Transcribe the lines below verbatim, omitting the pictures from your transcription.

» Exercise material
- - - -

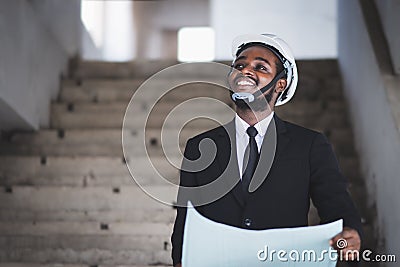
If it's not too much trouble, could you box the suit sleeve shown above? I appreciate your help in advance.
[171,139,199,266]
[310,134,363,241]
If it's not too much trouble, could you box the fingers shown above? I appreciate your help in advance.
[329,227,361,261]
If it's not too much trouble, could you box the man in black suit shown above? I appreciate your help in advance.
[172,35,362,266]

- - - -

» Exercise answer
If it's not too much trouble, could you box the suit sleeve shown above? I appreciate your help in advance.
[171,139,199,266]
[310,134,363,241]
If it's not too much trouble, could you box the fingers shown above? I appreciate your help in advance.
[329,227,361,261]
If it's not too much trouble, could you box the man in black suit shown above? I appreciate your help in advance.
[172,35,362,266]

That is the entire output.